↓
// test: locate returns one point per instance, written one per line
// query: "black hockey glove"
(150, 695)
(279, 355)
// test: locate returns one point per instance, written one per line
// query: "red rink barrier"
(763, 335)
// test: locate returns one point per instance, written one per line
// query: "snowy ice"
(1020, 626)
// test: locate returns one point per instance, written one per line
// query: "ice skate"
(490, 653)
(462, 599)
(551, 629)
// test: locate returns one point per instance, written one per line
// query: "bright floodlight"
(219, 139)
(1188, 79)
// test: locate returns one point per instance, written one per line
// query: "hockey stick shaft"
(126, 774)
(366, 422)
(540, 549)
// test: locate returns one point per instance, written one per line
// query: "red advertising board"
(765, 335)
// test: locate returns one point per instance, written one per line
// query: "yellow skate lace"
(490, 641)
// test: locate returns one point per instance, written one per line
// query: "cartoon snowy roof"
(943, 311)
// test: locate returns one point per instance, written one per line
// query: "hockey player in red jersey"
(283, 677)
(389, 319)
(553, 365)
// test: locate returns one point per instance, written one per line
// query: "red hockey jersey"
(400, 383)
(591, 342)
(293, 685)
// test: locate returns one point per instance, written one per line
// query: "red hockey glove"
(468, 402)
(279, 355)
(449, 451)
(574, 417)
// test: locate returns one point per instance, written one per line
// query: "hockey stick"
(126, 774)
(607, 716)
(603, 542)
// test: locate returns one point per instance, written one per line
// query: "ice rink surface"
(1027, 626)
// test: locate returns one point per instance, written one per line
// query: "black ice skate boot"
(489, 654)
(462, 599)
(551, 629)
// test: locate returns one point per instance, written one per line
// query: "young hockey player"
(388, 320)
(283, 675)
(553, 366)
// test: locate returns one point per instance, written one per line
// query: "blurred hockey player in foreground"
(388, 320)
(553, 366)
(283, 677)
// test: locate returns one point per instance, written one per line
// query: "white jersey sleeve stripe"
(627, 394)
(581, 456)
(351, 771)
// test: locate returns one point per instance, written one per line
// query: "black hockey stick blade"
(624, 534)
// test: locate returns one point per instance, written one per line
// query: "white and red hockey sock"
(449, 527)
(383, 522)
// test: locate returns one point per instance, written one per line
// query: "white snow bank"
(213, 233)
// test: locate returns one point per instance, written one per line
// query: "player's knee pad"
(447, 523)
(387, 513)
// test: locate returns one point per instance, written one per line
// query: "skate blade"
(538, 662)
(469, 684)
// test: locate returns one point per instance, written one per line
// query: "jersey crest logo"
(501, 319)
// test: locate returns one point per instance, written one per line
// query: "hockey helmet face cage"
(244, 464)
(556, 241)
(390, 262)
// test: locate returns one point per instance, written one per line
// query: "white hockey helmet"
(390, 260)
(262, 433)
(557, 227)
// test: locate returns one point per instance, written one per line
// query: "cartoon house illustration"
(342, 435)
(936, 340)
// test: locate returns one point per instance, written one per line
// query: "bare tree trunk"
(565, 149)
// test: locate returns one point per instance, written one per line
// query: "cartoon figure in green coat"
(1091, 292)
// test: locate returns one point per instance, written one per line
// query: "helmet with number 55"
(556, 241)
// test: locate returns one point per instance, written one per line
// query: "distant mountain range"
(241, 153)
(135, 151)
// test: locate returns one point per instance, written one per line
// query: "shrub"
↑
■ WHAT THIS TASK INVOLVES ■
Transcribe the material in full; every line must match exactly.

■ REPLY TO THE EXERCISE ■
// test: locate returns one point per instance, written one per line
// query: "black hockey glove"
(150, 695)
(279, 355)
// test: locate returns one point per instance, written one per line
// query: "red rink barrier"
(763, 335)
// test: locate returns one point per instance, written one per line
// query: "snowy ice"
(1020, 626)
// test: locate returns one point per instance, written one per line
// query: "ice skate"
(490, 653)
(462, 599)
(551, 629)
// test: locate returns one point per instance, written one per line
// query: "bright floodlight"
(219, 139)
(1188, 79)
// test: locate returns one point per instance, written one per line
// query: "hockey stick shaft"
(126, 774)
(366, 422)
(540, 549)
// test: locate returns one point per instance, written one per line
// query: "red advertising board"
(765, 335)
// test: locate returns one point per instance, written one per line
// query: "yellow skate lace"
(490, 641)
// test: locate returns one point per instance, written one per line
// query: "cartoon snowy roof"
(943, 311)
// test: locate returns one point per instance, written one per line
// query: "hockey player in red jersey"
(283, 677)
(389, 319)
(553, 365)
// test: locate returns one point per instance, written one per line
// query: "red hockey jersey"
(400, 383)
(591, 342)
(293, 685)
// test: locate returns one point per instance, written one per line
// query: "red hockey glove"
(468, 402)
(279, 355)
(449, 451)
(574, 417)
// test: locate returns one point per instance, written one per line
// query: "hockey stick"
(126, 774)
(607, 716)
(603, 542)
// test: locate returns one point per instance, written one per line
// query: "ice rink surface"
(1027, 626)
// test: locate returns one point per instance, written one per line
// query: "black ice skate boot"
(489, 654)
(462, 599)
(551, 629)
// test: locate returns one point per instance, written one per line
// query: "young hockey player"
(388, 320)
(283, 675)
(553, 366)
// test: locate returns one point per instance, written one per line
// query: "blurred hockey player in foreground"
(388, 320)
(553, 366)
(283, 677)
// test: locate returns one point per instance, written one per line
// query: "white jersey sleeve stripe"
(627, 394)
(581, 456)
(351, 771)
// test: locate returns one point per instance, written one per line
// query: "black hockey stick blade"
(624, 534)
// test: locate returns one point per instance, written one per line
// query: "white and red hockey sock"
(449, 527)
(383, 522)
// test: locate returns one point per instance, written one per line
// query: "white snow bank"
(213, 233)
// test: locate returns one point per instance, written one per line
// query: "player's knee pad"
(447, 523)
(387, 513)
// test: locate returns one point per instance, written one per line
// query: "skate blade"
(538, 662)
(469, 684)
// test: locate returns one point per instance, written one per line
// query: "jersey crest logo"
(501, 319)
// test: locate returns one point per instance, written one per line
// query: "hockey helmet face cage"
(244, 464)
(556, 241)
(390, 262)
// test: locate returns one point per instance, written one per line
// query: "white hockey helmet"
(390, 260)
(262, 433)
(557, 227)
// test: locate returns one point per instance, written one per line
// query: "cartoon house illustration"
(342, 435)
(936, 340)
// test: locate returns one point per instance, written one per line
// query: "bare tree trunk"
(565, 149)
// test: locate returns one point per instance, written one per line
// query: "cartoon figure in green coat"
(1091, 292)
// test: locate returns one point per instance, written one per line
// query: "helmet with number 55"
(556, 241)
// test: locate returns one point per instance, written one per line
// query: "distant mountain range"
(241, 153)
(135, 151)
// test: locate returns one point per instance, written one per line
// query: "shrub"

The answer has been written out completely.